Natural language region descriptions:
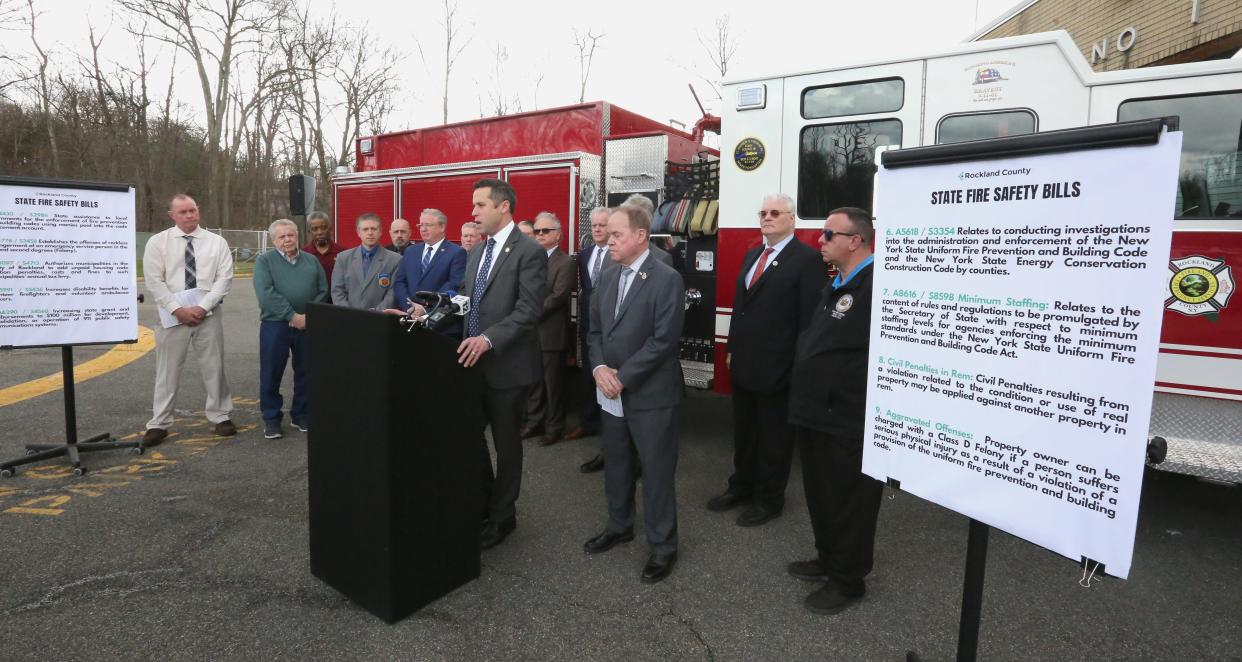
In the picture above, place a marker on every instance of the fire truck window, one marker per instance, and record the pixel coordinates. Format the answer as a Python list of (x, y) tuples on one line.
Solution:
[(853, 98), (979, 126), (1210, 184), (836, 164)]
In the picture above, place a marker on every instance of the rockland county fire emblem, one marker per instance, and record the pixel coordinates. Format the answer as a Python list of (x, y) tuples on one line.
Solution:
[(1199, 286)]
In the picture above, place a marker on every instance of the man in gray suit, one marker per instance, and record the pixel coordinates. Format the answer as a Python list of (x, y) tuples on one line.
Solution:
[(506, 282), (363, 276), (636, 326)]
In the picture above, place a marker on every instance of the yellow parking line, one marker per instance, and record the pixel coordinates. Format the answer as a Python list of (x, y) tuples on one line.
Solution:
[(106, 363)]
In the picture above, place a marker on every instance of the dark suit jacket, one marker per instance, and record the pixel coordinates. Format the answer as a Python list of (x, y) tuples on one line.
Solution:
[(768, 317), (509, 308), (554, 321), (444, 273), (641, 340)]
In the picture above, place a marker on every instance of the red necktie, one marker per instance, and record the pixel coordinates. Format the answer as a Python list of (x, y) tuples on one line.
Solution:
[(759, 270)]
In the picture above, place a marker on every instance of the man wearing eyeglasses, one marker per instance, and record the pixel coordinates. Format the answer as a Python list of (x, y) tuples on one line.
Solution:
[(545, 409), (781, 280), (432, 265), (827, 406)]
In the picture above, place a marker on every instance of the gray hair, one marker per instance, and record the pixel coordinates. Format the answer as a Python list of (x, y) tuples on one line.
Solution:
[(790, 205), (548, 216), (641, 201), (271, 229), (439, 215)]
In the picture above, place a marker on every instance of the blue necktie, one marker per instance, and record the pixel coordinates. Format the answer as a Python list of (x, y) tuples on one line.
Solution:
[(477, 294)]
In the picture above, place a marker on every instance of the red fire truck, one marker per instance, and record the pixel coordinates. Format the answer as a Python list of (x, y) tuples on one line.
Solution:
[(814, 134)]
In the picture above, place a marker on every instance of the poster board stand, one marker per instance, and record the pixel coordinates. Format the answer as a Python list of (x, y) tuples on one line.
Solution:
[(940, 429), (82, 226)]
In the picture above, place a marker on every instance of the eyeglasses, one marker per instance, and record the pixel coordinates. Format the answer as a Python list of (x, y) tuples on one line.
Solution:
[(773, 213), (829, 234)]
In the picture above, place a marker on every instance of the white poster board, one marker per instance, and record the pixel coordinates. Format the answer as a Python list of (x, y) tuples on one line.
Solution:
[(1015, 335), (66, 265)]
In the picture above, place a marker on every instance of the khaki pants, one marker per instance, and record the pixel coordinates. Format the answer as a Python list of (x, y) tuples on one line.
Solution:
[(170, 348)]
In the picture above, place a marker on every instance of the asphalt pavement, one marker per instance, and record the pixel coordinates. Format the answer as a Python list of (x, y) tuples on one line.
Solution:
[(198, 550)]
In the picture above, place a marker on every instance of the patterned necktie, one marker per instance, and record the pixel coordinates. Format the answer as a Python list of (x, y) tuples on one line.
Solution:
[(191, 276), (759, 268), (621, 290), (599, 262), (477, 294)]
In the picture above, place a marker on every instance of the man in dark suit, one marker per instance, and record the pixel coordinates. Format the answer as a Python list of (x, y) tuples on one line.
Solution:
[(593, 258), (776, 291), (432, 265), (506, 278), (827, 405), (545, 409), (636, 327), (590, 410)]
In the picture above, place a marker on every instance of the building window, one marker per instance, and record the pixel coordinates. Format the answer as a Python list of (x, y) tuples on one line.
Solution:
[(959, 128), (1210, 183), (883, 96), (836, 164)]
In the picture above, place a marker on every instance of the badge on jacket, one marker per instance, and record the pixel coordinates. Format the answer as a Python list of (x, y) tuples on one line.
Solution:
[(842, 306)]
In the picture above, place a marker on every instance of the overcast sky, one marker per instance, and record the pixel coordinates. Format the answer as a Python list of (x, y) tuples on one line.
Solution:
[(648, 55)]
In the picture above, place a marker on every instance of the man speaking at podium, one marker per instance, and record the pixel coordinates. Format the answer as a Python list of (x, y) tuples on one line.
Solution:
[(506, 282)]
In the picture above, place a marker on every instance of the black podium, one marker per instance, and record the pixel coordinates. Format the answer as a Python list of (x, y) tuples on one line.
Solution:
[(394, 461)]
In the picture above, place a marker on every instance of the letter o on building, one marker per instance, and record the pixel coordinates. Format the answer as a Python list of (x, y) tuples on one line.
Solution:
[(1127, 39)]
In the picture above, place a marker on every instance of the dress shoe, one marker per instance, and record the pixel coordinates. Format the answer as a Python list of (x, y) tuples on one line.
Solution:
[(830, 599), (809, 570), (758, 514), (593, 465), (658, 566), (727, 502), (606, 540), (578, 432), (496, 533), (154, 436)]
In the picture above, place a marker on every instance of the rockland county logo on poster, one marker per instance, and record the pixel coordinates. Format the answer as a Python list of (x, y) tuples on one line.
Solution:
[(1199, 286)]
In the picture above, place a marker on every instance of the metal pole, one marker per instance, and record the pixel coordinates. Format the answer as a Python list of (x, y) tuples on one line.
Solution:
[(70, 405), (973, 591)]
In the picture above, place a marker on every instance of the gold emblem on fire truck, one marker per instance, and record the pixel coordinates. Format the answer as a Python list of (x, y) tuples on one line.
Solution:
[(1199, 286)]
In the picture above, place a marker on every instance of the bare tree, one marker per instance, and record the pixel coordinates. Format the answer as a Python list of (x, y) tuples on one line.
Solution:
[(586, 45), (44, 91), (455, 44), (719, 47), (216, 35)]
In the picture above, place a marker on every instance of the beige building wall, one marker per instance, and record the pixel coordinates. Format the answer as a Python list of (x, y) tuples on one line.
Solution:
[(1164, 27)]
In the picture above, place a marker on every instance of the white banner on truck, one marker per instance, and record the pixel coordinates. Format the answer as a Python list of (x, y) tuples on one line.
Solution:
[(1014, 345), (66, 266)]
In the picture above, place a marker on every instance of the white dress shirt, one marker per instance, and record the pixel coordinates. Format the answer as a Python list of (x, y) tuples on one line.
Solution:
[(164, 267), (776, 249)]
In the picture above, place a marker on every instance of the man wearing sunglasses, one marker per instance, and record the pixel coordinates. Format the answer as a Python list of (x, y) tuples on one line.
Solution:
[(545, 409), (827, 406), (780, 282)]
...
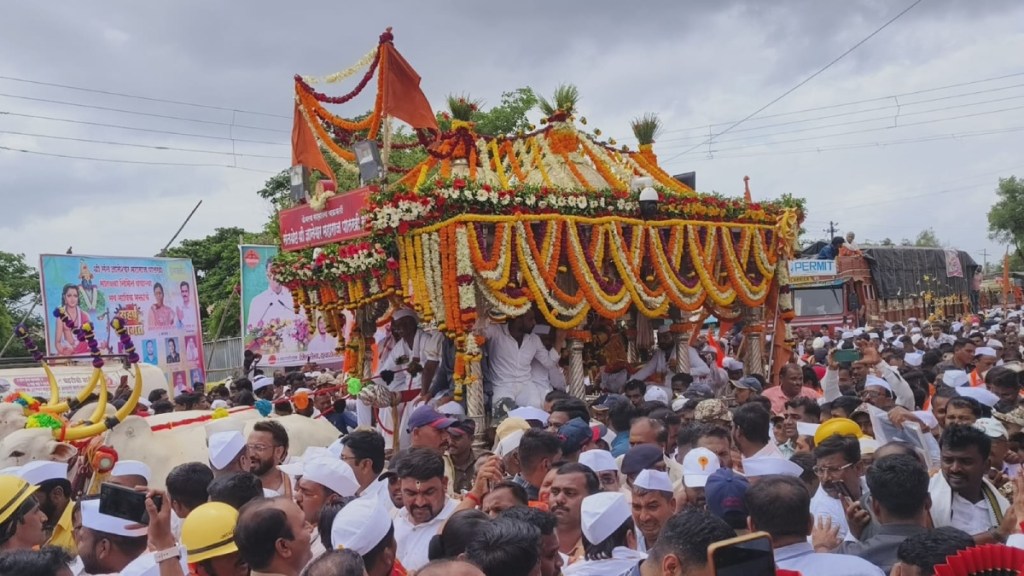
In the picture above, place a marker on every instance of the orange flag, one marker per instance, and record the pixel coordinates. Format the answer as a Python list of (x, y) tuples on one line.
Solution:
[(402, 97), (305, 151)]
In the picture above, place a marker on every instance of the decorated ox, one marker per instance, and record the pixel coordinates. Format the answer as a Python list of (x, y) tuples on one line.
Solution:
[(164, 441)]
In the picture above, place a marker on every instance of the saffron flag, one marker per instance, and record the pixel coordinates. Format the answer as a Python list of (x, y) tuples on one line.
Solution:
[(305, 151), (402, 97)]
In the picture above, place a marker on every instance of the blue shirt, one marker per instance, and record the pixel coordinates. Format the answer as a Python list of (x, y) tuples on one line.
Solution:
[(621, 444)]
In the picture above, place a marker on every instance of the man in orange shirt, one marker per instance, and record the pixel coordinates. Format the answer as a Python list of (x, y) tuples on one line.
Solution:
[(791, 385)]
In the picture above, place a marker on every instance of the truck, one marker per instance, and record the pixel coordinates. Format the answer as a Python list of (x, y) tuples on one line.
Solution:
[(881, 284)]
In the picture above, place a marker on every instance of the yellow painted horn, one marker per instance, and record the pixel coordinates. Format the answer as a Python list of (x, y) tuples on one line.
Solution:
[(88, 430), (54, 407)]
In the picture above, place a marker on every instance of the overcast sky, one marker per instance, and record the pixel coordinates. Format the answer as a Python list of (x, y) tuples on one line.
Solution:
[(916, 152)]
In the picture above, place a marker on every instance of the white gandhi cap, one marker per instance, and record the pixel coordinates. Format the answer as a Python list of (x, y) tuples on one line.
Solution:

*PROBLEM*: Check every line above for the word "board" and copy those that have it.

*EXERCISE RESULT*:
In the picture above, place a marker on every instance of the poster board stand, one marker per instance, and record the pixel coordinates. Format the answer as a Python list of (x, y) tuples on one line.
In the picture above, place a marker on every instance of the white poster board, one marker per instance, and record the pixel coordinates. Format the answer as a Python list of (x, y) tuples on one line.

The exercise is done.